WHAT IS ASKED: Write out each entry below word for word and line for line, without altering anything.
START STORED RECORDS
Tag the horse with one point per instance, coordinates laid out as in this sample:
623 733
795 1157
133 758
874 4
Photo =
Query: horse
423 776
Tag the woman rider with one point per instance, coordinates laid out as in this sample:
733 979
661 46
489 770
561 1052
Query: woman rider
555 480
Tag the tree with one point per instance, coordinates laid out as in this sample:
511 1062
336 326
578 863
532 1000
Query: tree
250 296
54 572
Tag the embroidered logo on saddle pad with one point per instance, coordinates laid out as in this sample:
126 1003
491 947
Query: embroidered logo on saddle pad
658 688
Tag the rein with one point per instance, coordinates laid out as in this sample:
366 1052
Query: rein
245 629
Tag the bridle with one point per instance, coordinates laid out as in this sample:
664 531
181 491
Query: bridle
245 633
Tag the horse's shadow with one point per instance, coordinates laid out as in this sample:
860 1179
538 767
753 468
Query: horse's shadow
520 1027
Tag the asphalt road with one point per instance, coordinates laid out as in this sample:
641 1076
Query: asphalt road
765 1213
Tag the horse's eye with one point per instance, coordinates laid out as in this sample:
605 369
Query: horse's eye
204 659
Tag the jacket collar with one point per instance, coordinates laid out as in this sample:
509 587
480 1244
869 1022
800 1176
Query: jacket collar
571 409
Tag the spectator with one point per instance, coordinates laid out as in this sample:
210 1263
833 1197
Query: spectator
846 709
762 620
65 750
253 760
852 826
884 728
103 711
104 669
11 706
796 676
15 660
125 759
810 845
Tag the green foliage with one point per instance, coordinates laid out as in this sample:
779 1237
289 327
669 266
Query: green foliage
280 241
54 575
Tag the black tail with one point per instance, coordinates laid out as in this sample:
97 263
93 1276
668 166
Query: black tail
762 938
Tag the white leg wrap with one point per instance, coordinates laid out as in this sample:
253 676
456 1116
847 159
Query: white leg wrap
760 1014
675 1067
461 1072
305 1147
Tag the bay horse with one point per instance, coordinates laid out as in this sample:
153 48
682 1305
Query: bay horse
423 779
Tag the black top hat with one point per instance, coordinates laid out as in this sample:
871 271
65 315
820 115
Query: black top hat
END STORED RECORDS
THE REPLY:
Tag the horse with one point per instance, coordinates laid out as in this sample:
623 733
795 1157
133 758
874 4
Photo =
Query: horse
423 776
Tag the woman rider with one point per instance, coordinates laid out as in this sample:
733 979
661 46
489 770
561 1052
Query: woman rider
555 480
Tag the tree with one point per instance, coordinates laid out as in this sample:
511 1062
336 326
578 863
532 1000
Query: tree
250 296
54 572
Tag the embroidered logo on saddle pad with one point per instance, coordinates laid out as in this sample:
126 1003
491 947
Query: embroidered logo on saddle pad
658 688
Tag the rein with one point per instance, coordinates laid out as in this sample:
366 1052
Query: rein
245 629
Tag the bridle with one point per instance, coordinates laid out as in this sample:
664 531
181 491
Query: bridle
245 633
Tag the horse's shadow with one point per instance, coordinates laid out as in this sample:
860 1179
538 767
753 468
Query: horse's shadow
520 1027
Tag the asphalt road with one point per instance, coordinates laid out as in this sample:
641 1076
Query: asphalt road
765 1213
Tag the horse's eye with one point per instance, coordinates laid out as in this sample:
605 369
Query: horse's eye
204 659
Tag the jacket collar with one point per instance, coordinates laid out as in this sample:
509 587
480 1244
869 1022
800 1176
Query: jacket collar
571 409
Tag the spectator with one point per instance, coordinates laid out as in this sample:
210 1263
833 1197
Query: spectator
846 709
762 620
65 750
253 760
852 826
884 728
103 711
104 669
11 706
796 676
15 660
125 759
810 845
Tag the green foliage with one point per instance, coordinates laid out as in this sample:
779 1237
289 327
669 266
Query: green foliage
280 241
54 575
Tag the black tail with one point per instance, coordinates laid out as in this sample:
97 263
93 1276
668 166
Query: black tail
762 938
Tag the white leg wrap with one point per instance, coordinates laid out as in this sample:
253 676
456 1116
847 159
Query: white leg wrap
760 1014
675 1067
461 1072
305 1147
Tag the bay horse with one point per instance, coordinates laid out as in this sample:
153 48
682 1305
Query: bay horse
423 779
Tag the black top hat with one point per instance, coordinates laid out as in this sample:
871 271
65 315
820 115
Query: black top hat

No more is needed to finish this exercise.